TASK PROMPT
Search the records below for "rough" and copy every line it turns up in.

Collected data:
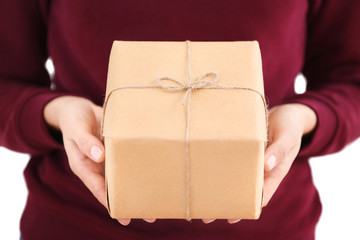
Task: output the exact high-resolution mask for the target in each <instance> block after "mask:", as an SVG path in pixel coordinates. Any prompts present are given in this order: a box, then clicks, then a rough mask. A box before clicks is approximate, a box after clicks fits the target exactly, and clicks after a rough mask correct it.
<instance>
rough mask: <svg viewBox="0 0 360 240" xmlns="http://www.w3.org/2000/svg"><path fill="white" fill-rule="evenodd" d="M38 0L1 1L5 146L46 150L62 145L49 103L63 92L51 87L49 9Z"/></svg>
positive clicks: (1, 130)
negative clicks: (47, 19) (42, 7)
mask: <svg viewBox="0 0 360 240" xmlns="http://www.w3.org/2000/svg"><path fill="white" fill-rule="evenodd" d="M42 10H44V9H42V8H41V7H40V5H39V2H38V1H27V0H8V1H5V0H4V1H1V2H0V111H1V113H0V145H1V146H5V147H7V148H9V149H11V150H14V151H19V152H25V153H30V154H42V153H44V152H46V151H51V150H53V149H54V148H61V147H62V145H61V144H60V143H58V142H57V141H56V140H55V139H54V138H53V137H52V136H51V135H50V133H49V131H48V128H47V125H46V123H45V121H44V117H43V108H44V106H45V105H46V103H48V102H49V101H50V100H52V99H53V98H55V97H58V96H61V95H63V93H58V92H55V91H53V90H51V89H50V83H51V81H50V77H49V75H48V73H47V71H46V69H45V61H46V59H47V58H48V54H47V45H46V24H45V19H46V16H44V14H43V13H44V12H43V11H42Z"/></svg>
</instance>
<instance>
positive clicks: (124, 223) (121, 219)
mask: <svg viewBox="0 0 360 240" xmlns="http://www.w3.org/2000/svg"><path fill="white" fill-rule="evenodd" d="M118 222H119V223H120V224H122V225H124V226H127V225H129V223H130V219H118Z"/></svg>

THE COMPLETED TASK
Task: output the exact high-resolution mask for the target in each <instance> block after "mask:", as an SVG path in pixel coordinates. Any prompts present are given in this order: a box, then clicks, then a rough mask. A box before clicks is approximate, a box after clicks fits the target exactly, and clicks after a rough mask correct it.
rough mask: <svg viewBox="0 0 360 240" xmlns="http://www.w3.org/2000/svg"><path fill="white" fill-rule="evenodd" d="M38 0L1 1L5 146L46 150L62 145L49 103L63 92L51 87L49 9Z"/></svg>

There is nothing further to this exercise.